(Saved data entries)

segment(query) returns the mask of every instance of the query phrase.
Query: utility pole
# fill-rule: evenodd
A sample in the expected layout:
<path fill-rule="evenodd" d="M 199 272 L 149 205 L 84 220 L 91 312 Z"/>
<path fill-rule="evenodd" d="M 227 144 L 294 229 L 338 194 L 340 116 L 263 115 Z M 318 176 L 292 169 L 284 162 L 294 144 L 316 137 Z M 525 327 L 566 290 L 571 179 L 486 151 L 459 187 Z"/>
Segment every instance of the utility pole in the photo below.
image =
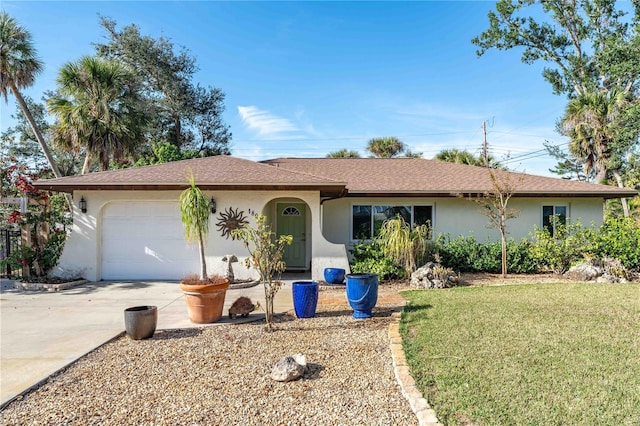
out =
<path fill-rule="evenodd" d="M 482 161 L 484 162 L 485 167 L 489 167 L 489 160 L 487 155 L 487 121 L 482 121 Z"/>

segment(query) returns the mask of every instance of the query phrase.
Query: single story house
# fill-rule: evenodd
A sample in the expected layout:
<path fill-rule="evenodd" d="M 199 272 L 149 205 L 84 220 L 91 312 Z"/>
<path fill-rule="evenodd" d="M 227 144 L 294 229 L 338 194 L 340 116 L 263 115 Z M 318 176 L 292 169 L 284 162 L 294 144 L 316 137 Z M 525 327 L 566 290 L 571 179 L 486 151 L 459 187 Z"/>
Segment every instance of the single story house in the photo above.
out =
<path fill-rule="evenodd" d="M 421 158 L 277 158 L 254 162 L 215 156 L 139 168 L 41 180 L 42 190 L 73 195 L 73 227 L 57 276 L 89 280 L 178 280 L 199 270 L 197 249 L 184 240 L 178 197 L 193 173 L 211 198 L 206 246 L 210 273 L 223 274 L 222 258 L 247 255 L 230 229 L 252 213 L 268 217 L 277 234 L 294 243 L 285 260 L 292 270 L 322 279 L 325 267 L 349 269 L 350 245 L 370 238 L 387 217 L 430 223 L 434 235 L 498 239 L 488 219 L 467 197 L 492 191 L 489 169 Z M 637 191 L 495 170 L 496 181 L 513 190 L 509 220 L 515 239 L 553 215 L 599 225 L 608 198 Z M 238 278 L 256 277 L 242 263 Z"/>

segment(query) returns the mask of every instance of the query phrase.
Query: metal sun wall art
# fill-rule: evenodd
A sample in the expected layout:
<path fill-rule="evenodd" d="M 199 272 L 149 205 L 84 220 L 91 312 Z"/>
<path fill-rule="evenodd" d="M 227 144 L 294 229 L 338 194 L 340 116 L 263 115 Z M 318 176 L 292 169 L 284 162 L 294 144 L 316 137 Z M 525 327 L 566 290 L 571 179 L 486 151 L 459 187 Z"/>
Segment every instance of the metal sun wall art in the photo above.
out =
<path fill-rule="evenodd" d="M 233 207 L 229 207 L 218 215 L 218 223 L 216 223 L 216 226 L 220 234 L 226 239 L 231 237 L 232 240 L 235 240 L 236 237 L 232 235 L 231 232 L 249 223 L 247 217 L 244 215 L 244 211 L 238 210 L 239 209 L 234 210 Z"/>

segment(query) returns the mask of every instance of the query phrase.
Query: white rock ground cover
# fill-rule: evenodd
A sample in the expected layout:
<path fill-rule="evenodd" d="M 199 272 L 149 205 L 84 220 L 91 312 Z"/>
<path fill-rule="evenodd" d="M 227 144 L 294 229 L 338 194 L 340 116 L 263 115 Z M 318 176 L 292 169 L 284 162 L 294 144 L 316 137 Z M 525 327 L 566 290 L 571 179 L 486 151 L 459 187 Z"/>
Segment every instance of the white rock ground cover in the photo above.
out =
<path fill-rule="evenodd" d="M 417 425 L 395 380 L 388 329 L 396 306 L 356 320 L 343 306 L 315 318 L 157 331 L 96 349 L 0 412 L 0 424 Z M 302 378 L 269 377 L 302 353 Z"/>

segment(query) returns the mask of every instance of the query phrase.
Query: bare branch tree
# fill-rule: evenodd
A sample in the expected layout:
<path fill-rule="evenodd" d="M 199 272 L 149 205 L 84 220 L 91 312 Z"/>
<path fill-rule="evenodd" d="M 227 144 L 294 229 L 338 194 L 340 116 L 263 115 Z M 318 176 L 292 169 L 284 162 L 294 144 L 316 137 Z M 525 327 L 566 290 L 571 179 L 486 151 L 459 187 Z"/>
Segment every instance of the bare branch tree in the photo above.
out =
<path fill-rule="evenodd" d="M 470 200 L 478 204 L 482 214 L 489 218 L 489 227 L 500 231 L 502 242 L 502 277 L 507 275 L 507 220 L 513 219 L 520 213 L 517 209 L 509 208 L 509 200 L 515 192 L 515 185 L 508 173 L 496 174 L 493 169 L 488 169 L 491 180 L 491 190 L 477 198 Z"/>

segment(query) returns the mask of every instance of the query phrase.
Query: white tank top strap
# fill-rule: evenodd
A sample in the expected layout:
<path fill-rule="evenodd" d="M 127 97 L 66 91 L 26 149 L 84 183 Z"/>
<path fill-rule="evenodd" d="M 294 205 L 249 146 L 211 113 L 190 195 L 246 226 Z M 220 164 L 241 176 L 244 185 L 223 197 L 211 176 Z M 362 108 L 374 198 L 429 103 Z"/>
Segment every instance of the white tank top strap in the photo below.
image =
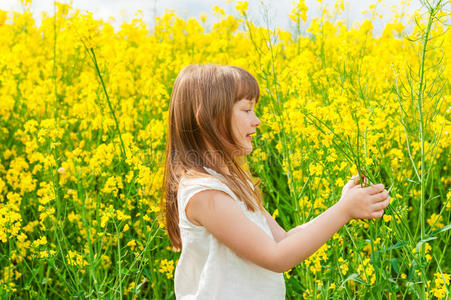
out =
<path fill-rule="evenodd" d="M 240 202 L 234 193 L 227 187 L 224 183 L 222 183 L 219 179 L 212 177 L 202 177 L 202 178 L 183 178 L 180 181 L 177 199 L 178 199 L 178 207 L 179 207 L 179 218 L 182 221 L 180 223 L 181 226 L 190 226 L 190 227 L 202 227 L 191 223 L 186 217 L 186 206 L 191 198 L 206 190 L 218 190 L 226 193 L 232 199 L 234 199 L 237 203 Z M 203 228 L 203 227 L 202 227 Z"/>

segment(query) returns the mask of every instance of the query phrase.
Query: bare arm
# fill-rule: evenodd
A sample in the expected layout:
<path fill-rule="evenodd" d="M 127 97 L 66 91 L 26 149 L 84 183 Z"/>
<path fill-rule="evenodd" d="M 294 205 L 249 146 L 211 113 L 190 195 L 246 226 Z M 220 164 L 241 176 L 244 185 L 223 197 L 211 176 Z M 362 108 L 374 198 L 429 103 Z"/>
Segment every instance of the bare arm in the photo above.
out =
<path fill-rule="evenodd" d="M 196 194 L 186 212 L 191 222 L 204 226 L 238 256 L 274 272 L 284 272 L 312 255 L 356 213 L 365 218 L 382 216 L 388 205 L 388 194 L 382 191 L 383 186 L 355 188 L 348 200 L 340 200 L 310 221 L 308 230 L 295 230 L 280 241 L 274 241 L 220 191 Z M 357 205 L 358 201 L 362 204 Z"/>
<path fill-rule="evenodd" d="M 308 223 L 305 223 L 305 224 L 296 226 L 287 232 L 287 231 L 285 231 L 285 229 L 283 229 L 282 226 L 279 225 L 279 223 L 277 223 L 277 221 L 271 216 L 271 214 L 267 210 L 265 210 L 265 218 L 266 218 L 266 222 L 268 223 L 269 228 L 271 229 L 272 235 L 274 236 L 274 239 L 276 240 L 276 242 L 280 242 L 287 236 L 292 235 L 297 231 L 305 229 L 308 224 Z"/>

WORK REQUEST: Would you write out every record word for word, leaving no picture in?

ANSWER FOR THE TASK:
segment(query) returns the mask of every instance of the query phrase.
Query: utility pole
# fill-rule: evenodd
A sample in the expected layout:
<path fill-rule="evenodd" d="M 199 272 L 149 205 L 84 220 L 91 312 Z"/>
<path fill-rule="evenodd" d="M 227 144 L 294 229 L 338 194 L 340 116 L 263 115 Z M 318 176 L 292 169 L 284 162 L 294 144 L 316 137 Z M 525 327 L 566 290 L 571 179 L 486 151 L 459 187 Z"/>
Segment every instance of the utility pole in the photo below.
image =
out =
<path fill-rule="evenodd" d="M 482 161 L 484 162 L 485 167 L 489 167 L 489 160 L 487 155 L 487 121 L 482 121 Z"/>

segment(query) returns the mask of every instance of the query phrase.
Query: single story house
# fill-rule: evenodd
A sample in the expected layout:
<path fill-rule="evenodd" d="M 199 272 L 149 205 L 84 220 L 91 312 Z"/>
<path fill-rule="evenodd" d="M 227 144 L 294 229 L 338 194 L 340 116 L 263 115 Z M 318 176 L 292 169 L 284 162 L 294 144 L 316 137 Z M 525 327 L 566 290 L 571 179 L 486 151 L 459 187 Z"/>
Segment every instance of the single story house in the photo above.
out =
<path fill-rule="evenodd" d="M 421 158 L 277 158 L 254 162 L 215 156 L 139 168 L 41 180 L 42 190 L 73 195 L 73 227 L 57 276 L 89 280 L 178 280 L 199 270 L 197 249 L 184 240 L 178 197 L 193 173 L 211 198 L 206 246 L 210 273 L 223 274 L 222 258 L 247 255 L 230 229 L 252 213 L 268 217 L 277 234 L 294 243 L 285 260 L 292 270 L 322 279 L 325 267 L 349 269 L 350 245 L 370 238 L 387 217 L 430 223 L 434 235 L 498 239 L 488 219 L 467 197 L 492 191 L 489 169 Z M 637 191 L 495 170 L 496 181 L 513 190 L 509 220 L 515 239 L 553 215 L 599 225 L 608 198 Z M 238 278 L 256 277 L 242 263 Z"/>

segment(query) returns the mask of every instance of the query phrase.
Query: metal sun wall art
# fill-rule: evenodd
A sample in the expected layout:
<path fill-rule="evenodd" d="M 199 272 L 149 205 L 84 220 L 91 312 Z"/>
<path fill-rule="evenodd" d="M 227 144 L 294 229 L 338 194 L 340 116 L 263 115 Z M 318 176 L 292 169 L 284 162 L 294 144 L 316 137 Z M 525 327 L 566 290 L 571 179 L 486 151 L 459 187 Z"/>
Segment every instance of the metal sun wall art in the photo above.
out =
<path fill-rule="evenodd" d="M 233 207 L 229 207 L 218 215 L 218 223 L 216 223 L 216 226 L 220 234 L 226 239 L 231 237 L 232 240 L 235 240 L 236 237 L 232 235 L 231 232 L 249 223 L 247 217 L 244 215 L 244 211 L 238 210 L 239 209 L 234 210 Z"/>

segment(query) returns the mask of every instance of the query phrase.
Query: white rock ground cover
# fill-rule: evenodd
A sample in the expected layout:
<path fill-rule="evenodd" d="M 199 272 L 149 205 L 84 220 L 91 312 Z"/>
<path fill-rule="evenodd" d="M 227 144 L 294 229 L 338 194 L 340 116 L 263 115 Z M 318 176 L 292 169 L 284 162 L 294 144 L 316 137 Z M 525 327 L 566 290 L 571 179 L 486 151 L 459 187 Z"/>
Segment every instance of the white rock ground cover in the photo above.
out =
<path fill-rule="evenodd" d="M 417 425 L 395 380 L 388 329 L 396 306 L 356 320 L 343 306 L 315 318 L 157 331 L 96 349 L 0 412 L 0 424 Z M 302 378 L 269 377 L 302 353 Z"/>

segment(query) returns the mask of every instance of the query phrase.
Query: bare branch tree
# fill-rule: evenodd
A sample in the expected layout:
<path fill-rule="evenodd" d="M 199 272 L 149 205 L 84 220 L 91 312 Z"/>
<path fill-rule="evenodd" d="M 227 144 L 294 229 L 338 194 L 340 116 L 263 115 Z M 318 176 L 292 169 L 284 162 L 294 144 L 316 137 Z M 525 327 L 566 290 L 571 179 L 486 151 L 459 187 Z"/>
Segment every instance of the bare branch tree in the photo above.
out =
<path fill-rule="evenodd" d="M 470 200 L 478 204 L 482 214 L 489 218 L 489 227 L 500 231 L 502 242 L 502 277 L 507 275 L 507 220 L 513 219 L 520 213 L 517 209 L 509 208 L 509 200 L 515 192 L 515 185 L 508 173 L 496 174 L 493 169 L 488 169 L 491 180 L 491 190 L 477 198 Z"/>

segment(query) returns the mask of every instance of the query phrase.
Query: white tank top strap
# fill-rule: evenodd
A sample in the expected layout:
<path fill-rule="evenodd" d="M 127 97 L 66 91 L 26 149 L 84 183 Z"/>
<path fill-rule="evenodd" d="M 294 205 L 249 146 L 211 113 L 190 195 L 246 226 Z M 220 164 L 241 176 L 244 185 L 223 197 L 211 176 Z M 362 108 L 374 198 L 429 103 Z"/>
Segment every instance of the white tank top strap in the photo below.
image =
out =
<path fill-rule="evenodd" d="M 240 202 L 234 193 L 227 187 L 224 183 L 222 183 L 219 179 L 212 177 L 202 177 L 202 178 L 183 178 L 180 181 L 177 199 L 178 199 L 178 207 L 179 207 L 179 218 L 182 221 L 180 223 L 181 226 L 190 226 L 190 227 L 202 227 L 191 223 L 186 217 L 186 206 L 191 198 L 206 190 L 218 190 L 226 193 L 232 199 L 234 199 L 237 203 Z M 203 228 L 203 227 L 202 227 Z"/>

segment(query) returns the mask of every instance of the query phrase.
Query: bare arm
# fill-rule: evenodd
A sample in the expected layout:
<path fill-rule="evenodd" d="M 127 97 L 66 91 L 26 149 L 84 183 Z"/>
<path fill-rule="evenodd" d="M 294 205 L 249 146 L 211 113 L 190 195 L 246 226 Z M 220 164 L 241 176 L 244 185 L 223 197 L 211 176 Z M 362 108 L 374 198 L 429 103 Z"/>
Segment every instance of the bare arm in the photo above.
out =
<path fill-rule="evenodd" d="M 196 194 L 186 212 L 191 222 L 204 226 L 238 256 L 274 272 L 284 272 L 312 255 L 356 213 L 365 218 L 382 216 L 388 205 L 388 194 L 382 191 L 383 186 L 355 188 L 348 200 L 340 200 L 310 221 L 308 230 L 295 230 L 280 241 L 274 241 L 220 191 Z M 357 205 L 358 201 L 362 204 Z"/>
<path fill-rule="evenodd" d="M 308 223 L 305 223 L 305 224 L 296 226 L 287 232 L 287 231 L 285 231 L 285 229 L 283 229 L 282 226 L 279 225 L 279 223 L 277 223 L 277 221 L 271 216 L 271 214 L 267 210 L 265 210 L 265 218 L 266 218 L 266 222 L 268 223 L 269 228 L 271 229 L 272 235 L 274 236 L 274 239 L 276 240 L 276 242 L 280 242 L 287 236 L 292 235 L 297 231 L 305 229 L 308 224 Z"/>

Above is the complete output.